- ACTIVITY: Search the material below for the string "conifer". Return every line that holds it.

- EXERCISE INPUT:

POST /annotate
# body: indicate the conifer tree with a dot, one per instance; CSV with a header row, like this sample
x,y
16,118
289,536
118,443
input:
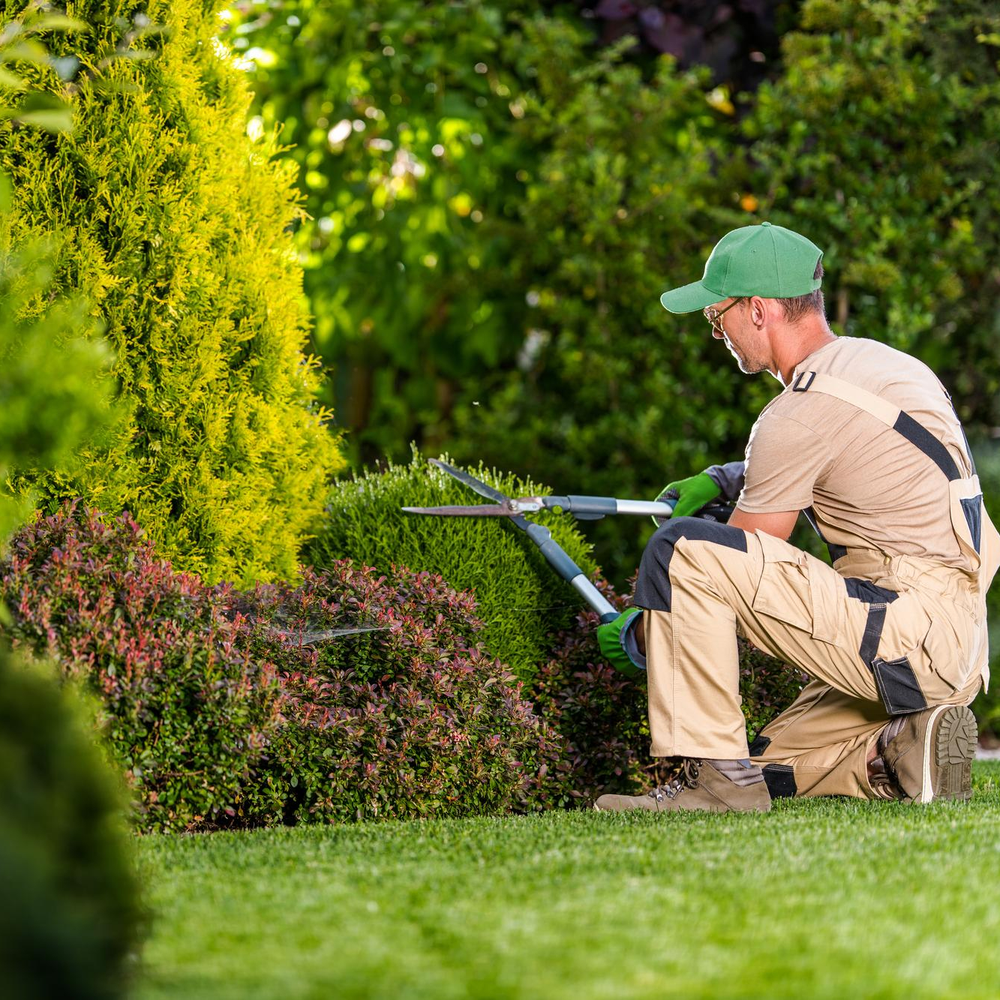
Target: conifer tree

- ANSWER TO THE PROBLEM:
# body: indicate the conifer tree with a dot, one per instance; CSV with a header row, like this sample
Target: conifer tree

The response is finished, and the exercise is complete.